[Entries from a pointing dataset]
━━━━━━━━━━━━━━━━━━━━

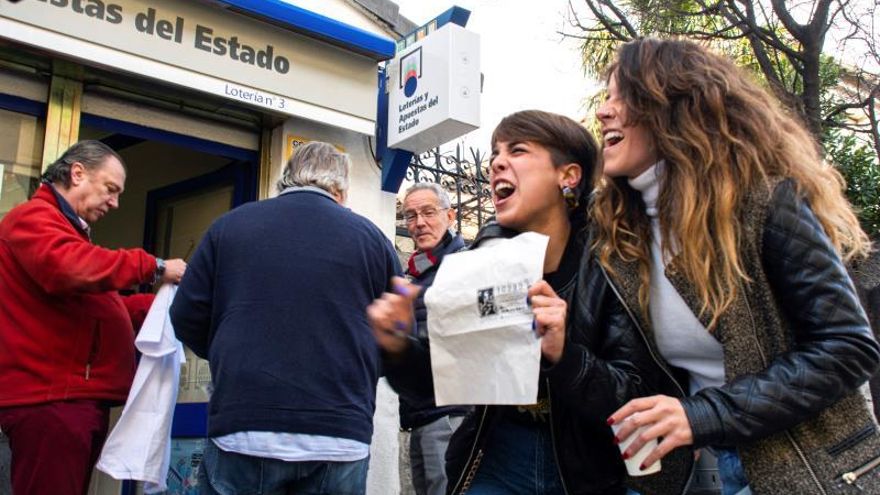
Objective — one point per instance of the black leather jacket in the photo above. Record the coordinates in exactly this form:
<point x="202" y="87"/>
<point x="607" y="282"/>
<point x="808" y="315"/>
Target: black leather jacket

━━━━━━━━━━━━━━━━━━━━

INSTRUCTIONS FOR THE TASK: The records above need to be given again exactly. Omit the pictures.

SOLUTION TO THIS EXERCISE:
Objective — one point per instance of the black leather jacket in the photo above. Record the coordinates in exactly this form:
<point x="202" y="87"/>
<point x="607" y="282"/>
<point x="808" y="315"/>
Target: black leather jacket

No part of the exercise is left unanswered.